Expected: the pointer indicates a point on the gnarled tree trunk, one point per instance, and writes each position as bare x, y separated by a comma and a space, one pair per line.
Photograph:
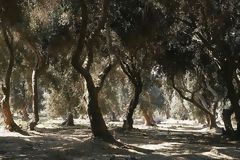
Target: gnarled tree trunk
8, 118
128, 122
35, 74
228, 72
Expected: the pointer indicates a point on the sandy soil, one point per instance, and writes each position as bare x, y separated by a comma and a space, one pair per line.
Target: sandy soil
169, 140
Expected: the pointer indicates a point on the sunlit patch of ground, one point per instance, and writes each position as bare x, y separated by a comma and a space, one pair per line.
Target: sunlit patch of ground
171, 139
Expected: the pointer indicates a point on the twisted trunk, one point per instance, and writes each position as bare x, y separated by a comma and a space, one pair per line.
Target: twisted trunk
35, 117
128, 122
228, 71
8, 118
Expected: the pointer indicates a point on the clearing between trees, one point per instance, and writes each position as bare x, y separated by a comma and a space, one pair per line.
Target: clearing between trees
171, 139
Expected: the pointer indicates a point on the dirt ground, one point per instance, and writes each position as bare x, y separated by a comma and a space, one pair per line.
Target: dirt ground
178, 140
==
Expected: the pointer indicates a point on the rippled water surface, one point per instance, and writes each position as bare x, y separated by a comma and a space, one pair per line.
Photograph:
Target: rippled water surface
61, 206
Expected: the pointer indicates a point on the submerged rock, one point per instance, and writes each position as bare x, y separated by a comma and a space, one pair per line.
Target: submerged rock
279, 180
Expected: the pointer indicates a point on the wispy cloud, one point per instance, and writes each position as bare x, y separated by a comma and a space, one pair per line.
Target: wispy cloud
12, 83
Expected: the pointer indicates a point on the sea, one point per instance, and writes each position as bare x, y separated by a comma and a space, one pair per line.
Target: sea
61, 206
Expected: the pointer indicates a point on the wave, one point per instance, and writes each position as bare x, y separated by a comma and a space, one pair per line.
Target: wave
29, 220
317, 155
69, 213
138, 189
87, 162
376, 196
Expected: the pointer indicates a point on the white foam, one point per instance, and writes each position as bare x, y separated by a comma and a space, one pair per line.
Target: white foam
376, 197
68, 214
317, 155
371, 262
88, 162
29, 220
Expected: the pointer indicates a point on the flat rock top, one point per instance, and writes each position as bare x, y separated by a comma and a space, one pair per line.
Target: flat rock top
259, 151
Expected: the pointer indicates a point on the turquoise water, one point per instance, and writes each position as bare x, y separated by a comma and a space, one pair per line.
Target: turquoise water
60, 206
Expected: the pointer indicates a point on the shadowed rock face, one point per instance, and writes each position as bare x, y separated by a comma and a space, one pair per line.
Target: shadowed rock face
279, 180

• **WRITTEN PROBLEM**
Collect every line of the records above that contains the word "rippled". Case counts.

• **RESULT FOR THIS TASK**
Expected: the pointer indicates a point on the rippled water surface, one point per instance, and writes each position as bare x, y separated by a comma and a space, one pair per line.
Target: rippled water surface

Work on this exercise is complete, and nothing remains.